## YOUR GOAL
Below are some entries; can you quote all of them exactly?

(Coordinate labeling data)
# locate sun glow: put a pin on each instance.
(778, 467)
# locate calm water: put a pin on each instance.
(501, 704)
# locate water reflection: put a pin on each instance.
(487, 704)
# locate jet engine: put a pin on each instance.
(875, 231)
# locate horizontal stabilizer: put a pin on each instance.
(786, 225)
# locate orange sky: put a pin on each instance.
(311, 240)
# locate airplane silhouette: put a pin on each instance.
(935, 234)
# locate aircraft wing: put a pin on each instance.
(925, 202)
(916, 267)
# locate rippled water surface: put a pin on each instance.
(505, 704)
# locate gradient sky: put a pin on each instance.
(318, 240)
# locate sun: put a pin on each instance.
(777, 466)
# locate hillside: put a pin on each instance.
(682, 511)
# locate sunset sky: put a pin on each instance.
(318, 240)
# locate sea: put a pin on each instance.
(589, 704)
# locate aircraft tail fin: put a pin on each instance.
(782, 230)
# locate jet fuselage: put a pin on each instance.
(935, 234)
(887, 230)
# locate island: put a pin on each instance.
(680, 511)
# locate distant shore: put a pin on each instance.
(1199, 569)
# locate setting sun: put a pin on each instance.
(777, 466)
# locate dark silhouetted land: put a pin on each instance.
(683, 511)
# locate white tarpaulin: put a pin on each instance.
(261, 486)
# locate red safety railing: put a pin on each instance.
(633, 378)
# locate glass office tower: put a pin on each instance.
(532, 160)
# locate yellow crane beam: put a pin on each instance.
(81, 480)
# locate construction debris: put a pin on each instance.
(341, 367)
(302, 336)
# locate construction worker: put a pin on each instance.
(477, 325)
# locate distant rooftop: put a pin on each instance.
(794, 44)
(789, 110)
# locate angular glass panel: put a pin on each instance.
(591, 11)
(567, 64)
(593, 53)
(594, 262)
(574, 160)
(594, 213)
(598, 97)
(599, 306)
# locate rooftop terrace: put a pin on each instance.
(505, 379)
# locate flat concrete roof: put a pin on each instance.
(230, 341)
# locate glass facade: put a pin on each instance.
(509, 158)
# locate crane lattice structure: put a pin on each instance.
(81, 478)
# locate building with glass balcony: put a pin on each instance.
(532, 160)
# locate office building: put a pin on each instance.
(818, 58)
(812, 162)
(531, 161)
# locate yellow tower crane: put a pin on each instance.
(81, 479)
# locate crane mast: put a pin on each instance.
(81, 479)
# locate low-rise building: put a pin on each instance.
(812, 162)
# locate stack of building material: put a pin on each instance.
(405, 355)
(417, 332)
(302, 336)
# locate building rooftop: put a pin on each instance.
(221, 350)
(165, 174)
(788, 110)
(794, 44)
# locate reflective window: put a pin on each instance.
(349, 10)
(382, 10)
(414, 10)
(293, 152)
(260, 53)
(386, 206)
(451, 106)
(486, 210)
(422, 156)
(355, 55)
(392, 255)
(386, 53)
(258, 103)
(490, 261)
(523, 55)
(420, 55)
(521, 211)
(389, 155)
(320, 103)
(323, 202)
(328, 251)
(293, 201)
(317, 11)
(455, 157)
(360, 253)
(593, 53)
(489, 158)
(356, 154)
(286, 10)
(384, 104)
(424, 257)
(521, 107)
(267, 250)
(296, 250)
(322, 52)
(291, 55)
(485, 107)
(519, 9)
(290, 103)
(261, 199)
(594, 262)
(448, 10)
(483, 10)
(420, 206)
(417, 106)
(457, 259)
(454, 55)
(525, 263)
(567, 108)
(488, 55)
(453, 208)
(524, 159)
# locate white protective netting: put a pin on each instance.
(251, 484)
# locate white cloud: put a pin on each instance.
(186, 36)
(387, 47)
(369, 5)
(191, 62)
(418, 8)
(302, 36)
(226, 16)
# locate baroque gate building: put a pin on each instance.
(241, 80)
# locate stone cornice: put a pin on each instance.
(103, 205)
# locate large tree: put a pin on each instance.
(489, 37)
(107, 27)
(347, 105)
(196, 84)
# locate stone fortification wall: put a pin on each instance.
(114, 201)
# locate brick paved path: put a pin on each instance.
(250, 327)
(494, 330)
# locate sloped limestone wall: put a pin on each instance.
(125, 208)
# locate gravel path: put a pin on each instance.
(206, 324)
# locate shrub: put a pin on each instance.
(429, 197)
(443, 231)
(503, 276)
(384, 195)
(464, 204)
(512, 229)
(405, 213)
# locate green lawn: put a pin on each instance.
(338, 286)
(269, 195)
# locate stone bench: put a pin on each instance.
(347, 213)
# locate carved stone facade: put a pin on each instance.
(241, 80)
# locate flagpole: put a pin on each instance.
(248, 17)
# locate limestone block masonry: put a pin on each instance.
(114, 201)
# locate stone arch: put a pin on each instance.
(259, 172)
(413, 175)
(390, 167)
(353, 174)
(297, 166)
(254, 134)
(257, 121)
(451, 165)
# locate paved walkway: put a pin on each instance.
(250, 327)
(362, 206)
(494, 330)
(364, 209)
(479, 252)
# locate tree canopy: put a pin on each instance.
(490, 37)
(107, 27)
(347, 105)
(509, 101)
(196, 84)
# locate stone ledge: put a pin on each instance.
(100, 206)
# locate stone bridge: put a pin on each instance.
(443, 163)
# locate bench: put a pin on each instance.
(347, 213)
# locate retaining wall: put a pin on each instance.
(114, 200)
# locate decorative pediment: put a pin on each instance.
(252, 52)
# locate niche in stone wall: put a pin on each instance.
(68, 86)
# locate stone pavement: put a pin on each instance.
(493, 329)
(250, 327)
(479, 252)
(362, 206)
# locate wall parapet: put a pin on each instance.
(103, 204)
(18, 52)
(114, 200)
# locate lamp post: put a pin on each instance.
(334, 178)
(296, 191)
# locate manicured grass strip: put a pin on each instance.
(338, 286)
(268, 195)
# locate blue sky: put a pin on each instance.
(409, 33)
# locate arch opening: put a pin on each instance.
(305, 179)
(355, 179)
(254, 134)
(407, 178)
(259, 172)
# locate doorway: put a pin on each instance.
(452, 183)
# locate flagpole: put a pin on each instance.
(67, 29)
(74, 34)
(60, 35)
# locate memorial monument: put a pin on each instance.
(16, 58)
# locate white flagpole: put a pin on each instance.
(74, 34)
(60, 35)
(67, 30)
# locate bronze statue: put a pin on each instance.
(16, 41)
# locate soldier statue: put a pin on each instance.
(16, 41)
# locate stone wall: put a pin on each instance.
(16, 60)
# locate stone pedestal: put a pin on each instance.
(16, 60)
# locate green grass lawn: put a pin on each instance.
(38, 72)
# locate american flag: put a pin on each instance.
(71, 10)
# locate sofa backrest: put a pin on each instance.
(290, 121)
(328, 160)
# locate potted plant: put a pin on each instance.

## OUTPUT OF THE TASK
# locate sun glow: put a pin on each instance.
(778, 467)
# locate calm water: put a pin on each instance.
(501, 704)
# locate water reflection: put a pin on each instance.
(487, 704)
# locate jet engine: put a pin on each instance.
(875, 231)
# locate horizontal stabilizer: put a pin on each instance.
(786, 225)
# locate orange sky: put a pin on each instance.
(311, 240)
# locate airplane silhouette: put a pin on each instance.
(935, 234)
# locate aircraft wing: put a pin on each instance.
(925, 202)
(916, 267)
# locate rippled water surface: put a pin on each instance.
(505, 704)
# locate gradient sky: put a pin on each instance.
(318, 240)
# locate sun: put a pin on each instance.
(777, 466)
# locate hillside: put a pin on each instance.
(682, 511)
# locate sunset sky: put a pin on each instance.
(318, 240)
# locate sea: put a pin on each instance.
(589, 704)
# locate aircraft tail fin: put a pin on each instance.
(782, 230)
# locate jet fuselage: put a pin on each instance.
(935, 234)
(887, 230)
# locate island: put a pin on each instance.
(680, 511)
# locate distant shore: put a pin on each instance.
(1199, 569)
# locate setting sun: put a pin on each instance.
(777, 466)
# locate dark silhouetted land: put a pin on each instance.
(683, 511)
# locate white tarpaulin: put a pin on each instance.
(261, 486)
# locate red safety railing: put a pin on each instance.
(633, 378)
# locate glass office tower: put a pin on each instance.
(532, 160)
# locate yellow crane beam: put a pin on each instance.
(81, 480)
# locate construction debris: put a pin on each instance.
(341, 367)
(302, 336)
# locate construction worker: put a pin on each instance.
(477, 325)
# locate distant rooftop: put a pin on each instance.
(794, 44)
(789, 110)
# locate angular glass panel: put a pin on each instance.
(591, 11)
(567, 64)
(593, 53)
(594, 262)
(574, 160)
(594, 213)
(598, 97)
(599, 306)
# locate rooftop terrace: put a pin on each instance.
(505, 379)
# locate flat concrete roof: put a pin on each instance.
(230, 341)
# locate glass facade: put a pin on each instance.
(509, 158)
# locate crane lattice structure: put a pin on each instance.
(81, 478)
# locate building with glass balcony: put a pin on each instance.
(532, 160)
# locate office building: put a pin on each instance.
(818, 58)
(812, 162)
(531, 161)
# locate yellow tower crane: put a pin on each instance.
(81, 479)
# locate crane mast: put a pin on each instance.
(81, 479)
# locate low-rise building: put a pin on each instance.
(812, 162)
# locate stack of building material: put a pin on each instance.
(405, 355)
(417, 332)
(302, 336)
# locate building rooftop: put a pin on each instance.
(221, 350)
(165, 174)
(788, 110)
(794, 44)
# locate reflective window: put a pin on each instance.
(349, 10)
(382, 10)
(414, 10)
(293, 152)
(260, 53)
(386, 206)
(451, 106)
(486, 210)
(422, 156)
(355, 55)
(392, 255)
(386, 53)
(258, 103)
(490, 261)
(523, 55)
(420, 55)
(521, 211)
(389, 155)
(320, 103)
(323, 202)
(328, 251)
(293, 201)
(317, 11)
(455, 157)
(360, 253)
(593, 53)
(489, 158)
(356, 154)
(286, 10)
(384, 104)
(424, 257)
(521, 107)
(267, 250)
(296, 250)
(322, 52)
(291, 55)
(485, 107)
(519, 9)
(290, 103)
(261, 199)
(594, 262)
(448, 10)
(483, 10)
(420, 206)
(417, 106)
(457, 259)
(454, 55)
(525, 263)
(567, 108)
(488, 55)
(453, 208)
(524, 159)
# locate white protective netting: put a pin on each instance.
(251, 484)
# locate white cloud: put a pin on each instance.
(186, 36)
(387, 47)
(369, 5)
(191, 62)
(418, 8)
(302, 36)
(226, 16)
# locate baroque gate building: put a pin on each instance.
(241, 80)
# locate stone cornice: put a pin on each instance.
(103, 205)
# locate large tree: put a pin on each instance.
(489, 37)
(107, 27)
(347, 105)
(196, 84)
# locate stone fortification wall: put a pin on each instance.
(114, 201)
# locate brick paved path: put a pin on each instance.
(250, 327)
(494, 330)
# locate sloped limestone wall: put a pin on each instance.
(125, 208)
# locate gravel path: put a pin on each instance.
(206, 324)
# locate shrub: put a pin on each instance.
(429, 197)
(443, 231)
(503, 276)
(384, 195)
(464, 204)
(512, 229)
(405, 213)
# locate green lawn: put a pin on each instance.
(338, 286)
(269, 195)
# locate stone bench: put a pin on each instance.
(347, 213)
# locate carved stone facade: put a pin on each instance.
(241, 80)
# locate flagpole: put a pin on each instance.
(248, 17)
# locate limestone block masonry: put a pin on each instance.
(114, 201)
# locate stone arch: put a pin on each instance.
(259, 172)
(413, 175)
(390, 167)
(353, 174)
(297, 166)
(254, 134)
(257, 121)
(451, 165)
# locate paved walkway: put a pin on each instance.
(250, 327)
(362, 206)
(494, 330)
(364, 209)
(479, 252)
# locate tree canopy: put a pin on each instance.
(490, 37)
(107, 27)
(347, 105)
(509, 101)
(196, 84)
# locate stone ledge: put a pin on each instance.
(100, 206)
# locate stone bridge: put a pin on each instance.
(443, 163)
# locate bench: put a pin on each instance.
(347, 213)
# locate retaining wall: put a pin on each instance.
(114, 200)
# locate decorative pediment: put a pin on each instance.
(252, 52)
# locate niche in stone wall: put a pin on each instance.
(68, 86)
# locate stone pavement: put a pin on each instance.
(493, 329)
(250, 327)
(479, 252)
(362, 206)
# locate wall parapet: put a pin on each instance.
(103, 204)
(18, 52)
(114, 200)
# locate lamp post: put a pin on each instance.
(334, 178)
(296, 191)
# locate manicured grass strip: put a pin on each instance.
(338, 286)
(268, 195)
# locate blue sky: put a pin on each instance.
(409, 33)
# locate arch opening: put a pin on each instance.
(305, 179)
(355, 179)
(254, 134)
(407, 178)
(259, 172)
# locate doorway: put a pin on each instance.
(452, 183)
# locate flagpole: put a pin on each instance.
(67, 29)
(74, 34)
(60, 35)
# locate memorial monument: put a pin on each instance.
(16, 58)
# locate white flagpole: put a pin on each instance.
(74, 34)
(60, 35)
(67, 30)
# locate bronze statue: put a pin on each instance.
(16, 41)
# locate soldier statue: put a pin on each instance.
(16, 41)
# locate stone wall: put a pin on each instance.
(16, 60)
# locate stone pedestal: put a pin on each instance.
(16, 60)
# locate green grass lawn: put a pin on each instance.
(38, 72)
# locate american flag: put a pin on each instance.
(71, 10)
# locate sofa backrest: put a pin on each instance.
(290, 121)
(328, 160)
# locate potted plant: put a pin on each instance.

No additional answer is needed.